-- start of Reading text --

COLUMN: Former Newfoundland premier, now living in Qualicum Beach, makes case for pipeline

Brian Peckford believes Enbridge's Northern Gateway, provided it meets the 209 conditions, is good for Canada


Special to The NEWS

In May, 2010 the Norther Gateway Pipelines Limited Partnership filed an application to the National Energy Board (NEB) to build a pipeline to carry bitumen to the coast of British Columbia for export to markets overseas. Here is how the NEB described the project:

“The application identified a one-kilometer-wide corridor for the proposed 1,178-kilometer-long

route. The exact location of the pipelines’ shared 25-meter-wide right-of-way within the corridor would be determined after detailed engineering if the project were approved. An additional 25-meter-wide temporary work space along the entire route would be reclaimed after construction. Ten electric-powered pumping stations, including those at Kitimat and Bruderheim (Alberta), would be located along the route. The final ‘footprint’ on the landscape would be the 25-metre-wide right-of-way, re-contoured and re-vegetated, plus the access roads at key points, power lines, and the 4-hectare fenced sites around pumping stations.”

“Northern Gateway said the project would cost about $7.9 billion to build, including pre-development costs and marine navigation enhancements, and could be completed by late 2018. Once in operation, about 220 tankers would call at the Kitimat Terminal annually to deliver condensate or load oil products. The westbound pipeline could carry a variety of crude oil products. Studies prepared for the project indicated that the majority of shipments would be diluted bitumen, which is a blend of light and heavy oil products.”

“Northern Gateway is a limited partnership registered in Alberta. It was formed in 2004 to build and operate the Enbridge Northern Gateway Project. Enbridge Inc., a major pipeline company, led development of the project. Enbridge and 10 other energy companies invested more than $450million to develop the proposal. Interested parties also invested funds and countless hours as active participants in our review of the project. Up to 10 per cent of the equity was set aside for Aboriginal partners. Northern Gateway offered the equity package to 40 Aboriginal groups, and 26 accepted the offer.”

-- end of Reading text --
-- start of Records for the task --

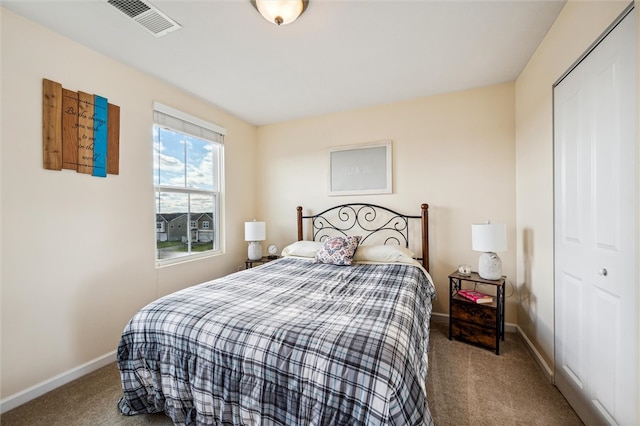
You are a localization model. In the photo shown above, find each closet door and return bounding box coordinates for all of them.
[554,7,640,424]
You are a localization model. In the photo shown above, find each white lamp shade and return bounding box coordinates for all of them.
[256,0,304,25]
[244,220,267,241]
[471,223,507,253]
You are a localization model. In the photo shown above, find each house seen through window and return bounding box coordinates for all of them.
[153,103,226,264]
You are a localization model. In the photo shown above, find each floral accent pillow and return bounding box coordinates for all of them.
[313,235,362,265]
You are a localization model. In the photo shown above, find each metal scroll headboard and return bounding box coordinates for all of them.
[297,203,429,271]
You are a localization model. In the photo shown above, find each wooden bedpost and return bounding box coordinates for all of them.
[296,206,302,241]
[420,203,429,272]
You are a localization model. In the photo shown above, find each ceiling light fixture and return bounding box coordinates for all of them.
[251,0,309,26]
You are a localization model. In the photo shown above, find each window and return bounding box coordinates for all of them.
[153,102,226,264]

-- end of Records for the task --
-- start of Records for the task --

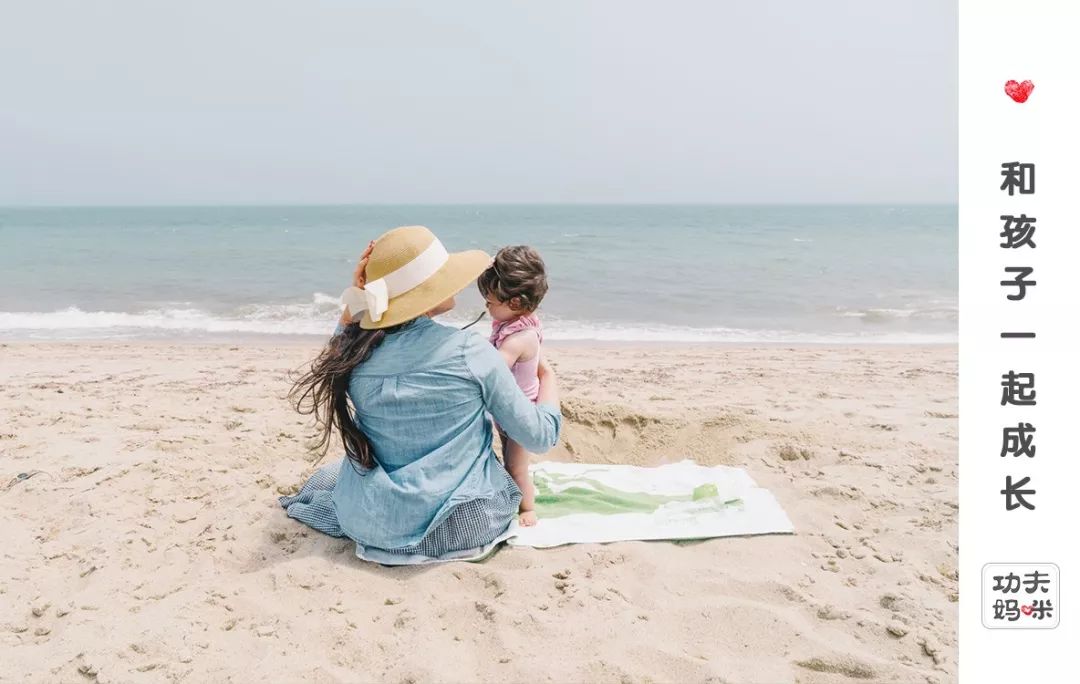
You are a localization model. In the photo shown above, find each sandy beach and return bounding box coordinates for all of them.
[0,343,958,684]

-- end of Records for the task --
-- start of Records for the task --

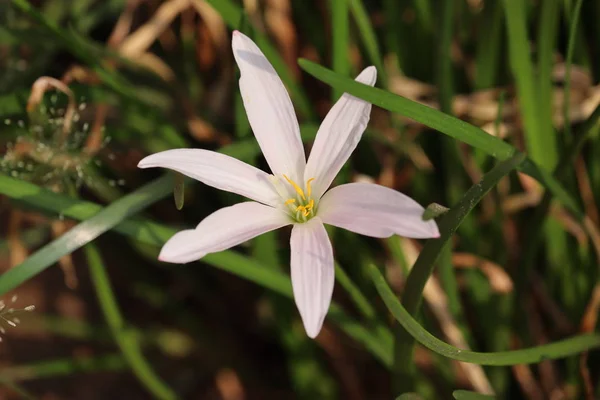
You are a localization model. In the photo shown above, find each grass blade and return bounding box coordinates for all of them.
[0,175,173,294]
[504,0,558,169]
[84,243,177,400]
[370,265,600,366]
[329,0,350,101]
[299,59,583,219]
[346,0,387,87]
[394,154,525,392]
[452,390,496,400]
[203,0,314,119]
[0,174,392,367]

-- end of Records for the task --

■ **Required actions**
• a. Write out the Northern Gateway pipeline column in full, word for word.
• b. From the listing, extract the lines beginning with the one that contains "find each floral" and continuing through the one that contains "[251,0,309,26]", both included, and reproduce them word for word.

■ **Per-task answers**
• a.
COLUMN: Former Newfoundland premier, now living in Qualicum Beach, makes case for pipeline

Brian Peckford believes Enbridge's Northern Gateway, provided it meets the 209 conditions, is good for Canada


Special to The NEWS

In May, 2010 the Norther Gateway Pipelines Limited Partnership filed an application to the National Energy Board (NEB) to build a pipeline to carry bitumen to the coast of British Columbia for export to markets overseas. Here is how the NEB described the project:

“The application identified a one-kilometer-wide corridor for the proposed 1,178-kilometer-long

route. The exact location of the pipelines’ shared 25-meter-wide right-of-way within the corridor would be determined after detailed engineering if the project were approved. An additional 25-meter-wide temporary work space along the entire route would be reclaimed after construction. Ten electric-powered pumping stations, including those at Kitimat and Bruderheim (Alberta), would be located along the route. The final ‘footprint’ on the landscape would be the 25-metre-wide right-of-way, re-contoured and re-vegetated, plus the access roads at key points, power lines, and the 4-hectare fenced sites around pumping stations.”

“Northern Gateway said the project would cost about $7.9 billion to build, including pre-development costs and marine navigation enhancements, and could be completed by late 2018. Once in operation, about 220 tankers would call at the Kitimat Terminal annually to deliver condensate or load oil products. The westbound pipeline could carry a variety of crude oil products. Studies prepared for the project indicated that the majority of shipments would be diluted bitumen, which is a blend of light and heavy oil products.”

“Northern Gateway is a limited partnership registered in Alberta. It was formed in 2004 to build and operate the Enbridge Northern Gateway Project. Enbridge Inc., a major pipeline company, led development of the project. Enbridge and 10 other energy companies invested more than $450million to develop the proposal. Interested parties also invested funds and countless hours as active participants in our review of the project. Up to 10 per cent of the equity was set aside for Aboriginal partners. Northern Gateway offered the equity package to 40 Aboriginal groups, and 26 accepted the offer.”

• b.
You are a localization model. In the photo shown above, find each floral accent pillow and return bounding box coordinates for all of them.
[313,235,362,265]
You are a localization model. In the photo shown above, find each metal scroll headboard and return bounding box coordinates for all of them.
[297,203,429,271]
You are a localization model. In the photo shown above, find each wooden bedpost and return bounding box coordinates for all of them.
[296,206,302,241]
[420,203,429,272]
You are a localization model. In the photo shown above, find each ceiling light fixture and return bounding box coordinates for all of them.
[251,0,309,26]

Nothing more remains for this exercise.